Activity:
In the records below, some lines hold the word "beige". Copy each of those lines.

Referring expression pointing data
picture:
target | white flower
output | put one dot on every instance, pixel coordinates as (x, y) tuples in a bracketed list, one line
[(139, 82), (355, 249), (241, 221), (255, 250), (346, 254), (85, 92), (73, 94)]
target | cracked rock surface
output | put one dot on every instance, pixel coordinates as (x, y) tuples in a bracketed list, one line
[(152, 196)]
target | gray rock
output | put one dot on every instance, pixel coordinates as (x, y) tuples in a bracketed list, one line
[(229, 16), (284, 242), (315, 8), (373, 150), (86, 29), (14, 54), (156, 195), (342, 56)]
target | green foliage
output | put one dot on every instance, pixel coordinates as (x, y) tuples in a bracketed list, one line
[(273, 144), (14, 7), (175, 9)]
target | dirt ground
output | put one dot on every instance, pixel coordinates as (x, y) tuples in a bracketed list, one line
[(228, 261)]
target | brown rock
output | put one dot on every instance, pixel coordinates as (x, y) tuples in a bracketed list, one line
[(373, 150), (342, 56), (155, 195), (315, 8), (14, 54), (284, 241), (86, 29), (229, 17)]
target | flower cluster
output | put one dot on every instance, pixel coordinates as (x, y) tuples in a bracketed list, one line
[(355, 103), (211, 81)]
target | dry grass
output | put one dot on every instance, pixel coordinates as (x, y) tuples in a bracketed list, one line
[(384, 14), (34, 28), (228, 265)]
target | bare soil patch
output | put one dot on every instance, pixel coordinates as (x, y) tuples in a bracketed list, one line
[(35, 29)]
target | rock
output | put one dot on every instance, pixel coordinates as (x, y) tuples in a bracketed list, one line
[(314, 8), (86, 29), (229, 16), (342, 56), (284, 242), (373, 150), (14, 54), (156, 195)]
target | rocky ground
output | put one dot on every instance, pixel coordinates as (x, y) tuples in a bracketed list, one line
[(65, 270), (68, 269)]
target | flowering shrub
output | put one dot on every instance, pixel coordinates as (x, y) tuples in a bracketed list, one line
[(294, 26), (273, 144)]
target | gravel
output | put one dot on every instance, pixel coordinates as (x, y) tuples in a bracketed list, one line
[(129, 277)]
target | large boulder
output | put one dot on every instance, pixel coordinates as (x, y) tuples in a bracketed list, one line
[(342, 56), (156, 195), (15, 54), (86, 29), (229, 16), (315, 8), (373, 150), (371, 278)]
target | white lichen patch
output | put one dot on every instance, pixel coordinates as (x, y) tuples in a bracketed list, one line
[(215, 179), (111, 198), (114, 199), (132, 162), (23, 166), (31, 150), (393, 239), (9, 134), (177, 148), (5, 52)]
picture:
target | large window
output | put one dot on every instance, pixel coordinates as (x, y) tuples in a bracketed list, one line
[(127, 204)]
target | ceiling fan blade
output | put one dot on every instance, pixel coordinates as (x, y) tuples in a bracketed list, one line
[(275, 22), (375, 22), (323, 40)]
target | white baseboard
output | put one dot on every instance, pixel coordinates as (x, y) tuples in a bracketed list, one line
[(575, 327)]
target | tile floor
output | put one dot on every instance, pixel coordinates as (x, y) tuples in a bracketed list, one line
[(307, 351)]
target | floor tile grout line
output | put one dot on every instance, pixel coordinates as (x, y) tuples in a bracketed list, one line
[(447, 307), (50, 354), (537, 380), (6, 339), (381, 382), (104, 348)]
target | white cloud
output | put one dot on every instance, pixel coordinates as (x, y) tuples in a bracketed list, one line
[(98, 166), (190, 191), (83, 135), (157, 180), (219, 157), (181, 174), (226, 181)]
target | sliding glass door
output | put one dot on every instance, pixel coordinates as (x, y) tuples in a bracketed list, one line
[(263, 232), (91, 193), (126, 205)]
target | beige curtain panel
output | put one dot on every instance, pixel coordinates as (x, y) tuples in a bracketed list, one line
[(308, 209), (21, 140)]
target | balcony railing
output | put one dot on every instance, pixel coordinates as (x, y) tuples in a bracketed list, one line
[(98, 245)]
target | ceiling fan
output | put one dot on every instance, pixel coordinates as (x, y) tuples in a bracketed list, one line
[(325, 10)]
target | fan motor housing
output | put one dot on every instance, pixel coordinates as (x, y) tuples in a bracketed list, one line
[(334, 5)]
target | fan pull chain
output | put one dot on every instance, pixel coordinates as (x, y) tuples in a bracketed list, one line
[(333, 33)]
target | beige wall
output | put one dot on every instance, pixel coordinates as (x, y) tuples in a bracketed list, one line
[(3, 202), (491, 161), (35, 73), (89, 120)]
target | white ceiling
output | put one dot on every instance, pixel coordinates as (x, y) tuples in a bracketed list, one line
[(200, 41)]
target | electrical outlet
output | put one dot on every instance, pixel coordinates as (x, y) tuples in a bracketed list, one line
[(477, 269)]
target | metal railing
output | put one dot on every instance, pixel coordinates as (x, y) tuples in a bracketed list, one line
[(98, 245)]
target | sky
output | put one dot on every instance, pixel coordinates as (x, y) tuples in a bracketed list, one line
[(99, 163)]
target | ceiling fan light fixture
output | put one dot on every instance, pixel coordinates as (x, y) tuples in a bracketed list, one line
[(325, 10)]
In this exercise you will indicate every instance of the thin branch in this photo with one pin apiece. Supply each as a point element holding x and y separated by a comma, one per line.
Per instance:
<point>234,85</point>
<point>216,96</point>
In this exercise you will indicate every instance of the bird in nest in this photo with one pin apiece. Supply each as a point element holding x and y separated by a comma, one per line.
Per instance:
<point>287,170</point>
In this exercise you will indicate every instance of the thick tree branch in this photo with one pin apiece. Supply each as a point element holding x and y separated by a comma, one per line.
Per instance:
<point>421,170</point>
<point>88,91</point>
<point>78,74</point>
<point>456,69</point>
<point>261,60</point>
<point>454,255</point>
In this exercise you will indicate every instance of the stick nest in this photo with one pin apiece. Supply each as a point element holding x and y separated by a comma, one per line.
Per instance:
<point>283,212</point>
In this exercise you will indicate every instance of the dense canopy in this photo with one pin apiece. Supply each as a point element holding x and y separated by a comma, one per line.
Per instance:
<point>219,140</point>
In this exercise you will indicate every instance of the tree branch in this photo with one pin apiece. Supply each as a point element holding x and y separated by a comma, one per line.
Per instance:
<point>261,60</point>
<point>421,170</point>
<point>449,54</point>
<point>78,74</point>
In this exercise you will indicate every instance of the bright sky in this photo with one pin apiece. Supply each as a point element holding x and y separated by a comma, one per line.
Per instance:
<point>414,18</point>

Solution:
target | beige curtain panel
target | beige wall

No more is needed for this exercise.